As to damages, the court awarded Julie three amounts that the court determined were improperly held by the Bank, rather than being paid as surplus. The three amounts were: $3,000.00 (representing the real estate taxes not paid), $327.00 (representing the transfer fee not paid), and $2,493.97 (representing the credit card debt the court concluded that the Bank was not entitled to recover in the foreclosure action). The court, relying on authority in Wis. Stat. § 100.20(5), also doubled the $2,493.97 award relating to credit card debt based on its conclusion that the Bank had engaged in unfair trade practices. The court also directed Julie's counsel to submit reasonable attorney's fees and costs.
The court disallowed $137.50 relating to insurance, and Julie does not challenge this decision.
¶ 18 In effect, the circuit court determined that, regardless how BRC Bank arrived at its bid/purchase price, the Bank could retain only the amount it was owed under the notes. The court determined that that amount was $103,679.03 ($109,500 — $3,000 — $327 — $2,493.97). And, the circuit court determined that, as a sanction for the underlying unfair trade practices, BRC Bank should pay Julie the attorney's fees and costs and double the amount relating to the credit card debt.

*PROVIDED MATERIAL*:
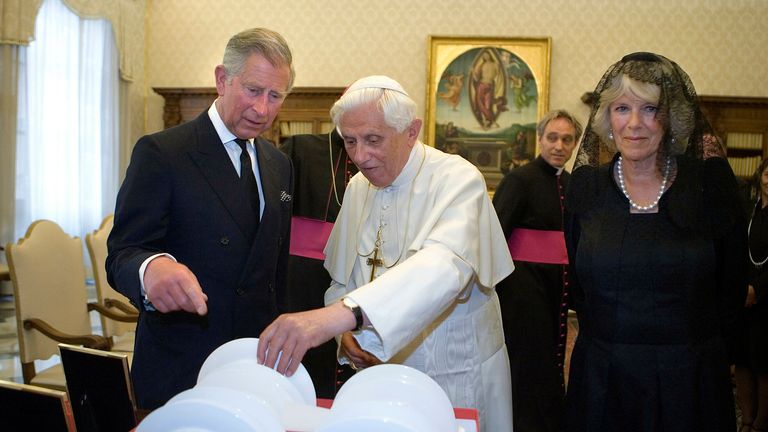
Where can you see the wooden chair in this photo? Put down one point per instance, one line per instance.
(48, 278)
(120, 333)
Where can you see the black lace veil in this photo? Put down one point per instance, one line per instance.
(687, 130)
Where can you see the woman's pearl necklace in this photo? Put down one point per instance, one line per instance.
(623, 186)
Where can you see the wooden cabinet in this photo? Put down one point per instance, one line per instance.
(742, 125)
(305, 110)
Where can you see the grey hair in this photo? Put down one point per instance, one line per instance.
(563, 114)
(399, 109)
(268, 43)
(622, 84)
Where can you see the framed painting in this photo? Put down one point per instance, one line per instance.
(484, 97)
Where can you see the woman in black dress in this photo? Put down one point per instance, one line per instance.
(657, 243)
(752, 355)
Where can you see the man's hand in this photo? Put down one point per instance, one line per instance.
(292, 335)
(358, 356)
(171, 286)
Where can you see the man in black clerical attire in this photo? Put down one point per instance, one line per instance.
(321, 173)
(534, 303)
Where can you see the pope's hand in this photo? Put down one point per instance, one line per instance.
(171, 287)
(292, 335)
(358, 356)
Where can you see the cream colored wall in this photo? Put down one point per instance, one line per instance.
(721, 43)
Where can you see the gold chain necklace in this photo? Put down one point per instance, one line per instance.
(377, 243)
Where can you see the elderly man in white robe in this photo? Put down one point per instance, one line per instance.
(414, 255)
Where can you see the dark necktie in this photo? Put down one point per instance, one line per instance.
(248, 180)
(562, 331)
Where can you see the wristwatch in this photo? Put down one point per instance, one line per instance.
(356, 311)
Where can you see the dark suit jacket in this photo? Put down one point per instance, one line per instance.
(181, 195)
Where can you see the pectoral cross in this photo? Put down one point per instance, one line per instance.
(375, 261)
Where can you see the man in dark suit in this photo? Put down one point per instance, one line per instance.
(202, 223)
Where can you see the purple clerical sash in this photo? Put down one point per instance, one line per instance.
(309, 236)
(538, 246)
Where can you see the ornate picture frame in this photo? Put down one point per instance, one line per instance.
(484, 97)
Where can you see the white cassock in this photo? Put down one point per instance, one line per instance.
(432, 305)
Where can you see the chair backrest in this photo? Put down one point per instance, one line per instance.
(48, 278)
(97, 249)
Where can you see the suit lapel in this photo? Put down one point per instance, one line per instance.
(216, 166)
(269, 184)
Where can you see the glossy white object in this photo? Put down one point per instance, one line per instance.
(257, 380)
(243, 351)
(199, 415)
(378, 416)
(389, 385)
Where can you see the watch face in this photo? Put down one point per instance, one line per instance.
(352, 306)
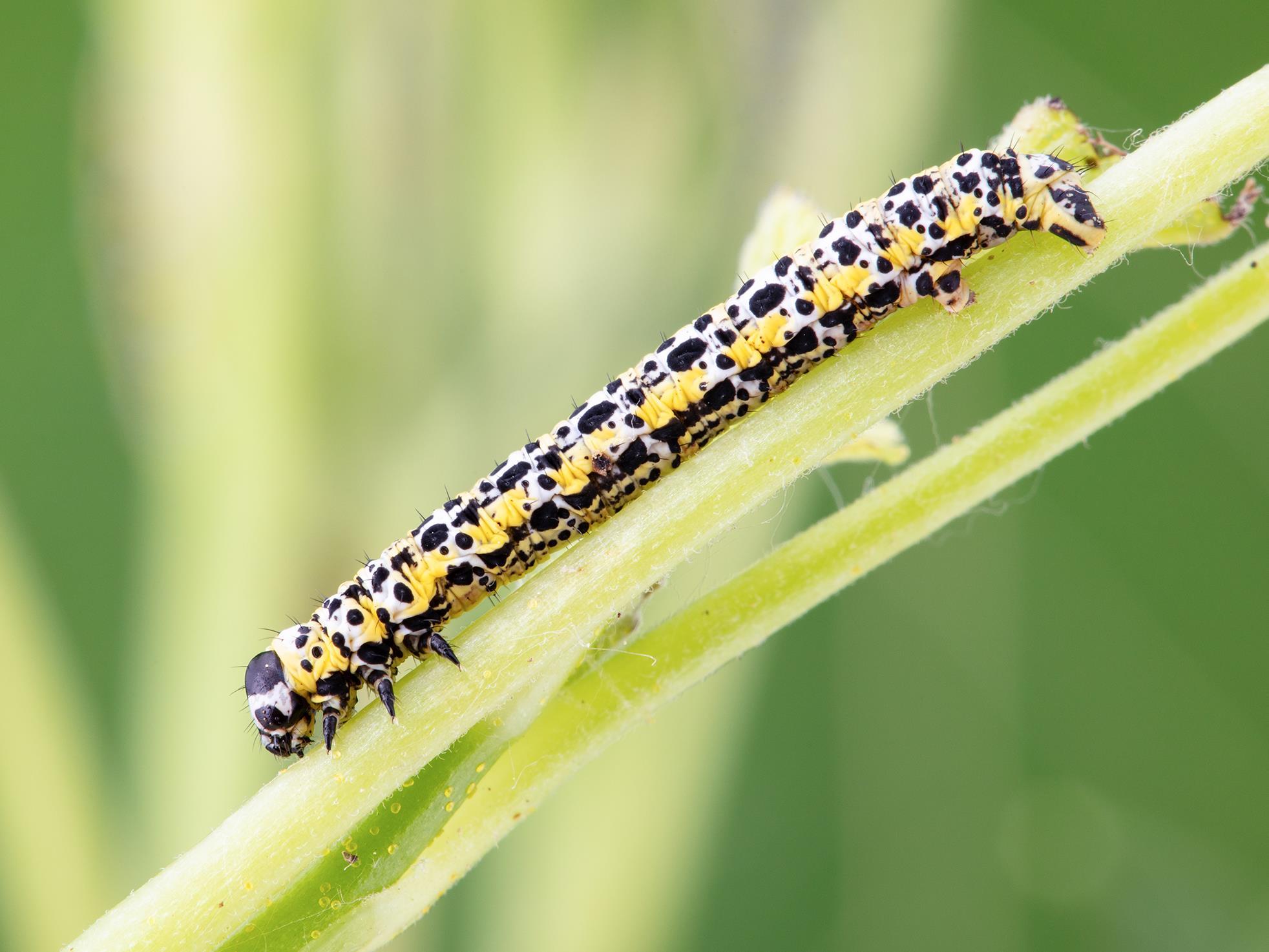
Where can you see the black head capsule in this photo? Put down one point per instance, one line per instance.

*WRITTEN REQUEST 1*: According to the foreclosure ruling, how much relating to insurance did the court disallow?
*WRITTEN REQUEST 2*: Extend the foreclosure ruling, picking up after its final sentence.
The listing was taken from a separate source.

*REPLY 1*: $137.50

*REPLY 2*:
¶ 19 After Julie's attorney submitted an application for attorney's fees and costs in the amount of $9,430.79, the circuit court issued a written order awarding $7,130.79. The court reduced the attorney's fees for multiple reasons, including its apparent belief that Julie's attorney was unsuccessful in disputing BRC Bank's claim that Buchner prevented Julie from recovering any amount from the Bank. BRC Bank appeals the award to Julie, and Julie cross-appeals the reduction to her requested attorney's fees.
Discussion I. BRC Bank's Appeal
¶ 20 The disputes in this case arose, for the most part, because BRC Bank failed to act properly in several respects. First, the Bank failed to properly calculate the amount it was owed under the notes. This first error by the Bank led to its second error — that it paid more than the amount it was owed at the sheriff's sale and it failed to pay to the sheriff the surplus — the difference between its bid and the amount it was owed on the notes. Third, BRC Bank failed to name Julie as a party to the foreclosure action. Along the way, BRC Bank violated at least some provisions of Wis. Stat. § 224.77, a statute prohibiting certain acts and practices by mortgage bankers. Julie made a claim for surplus funds, and the circuit court eventually awarded Julie an amount equal to the surplus the Bank should have paid to the sheriff, plus damages under Wis. Stat. § 100.20(5).
¶ 21 In the following subsections we address and reject each of the Bank's arguments before turning to Julie's cross-appeal.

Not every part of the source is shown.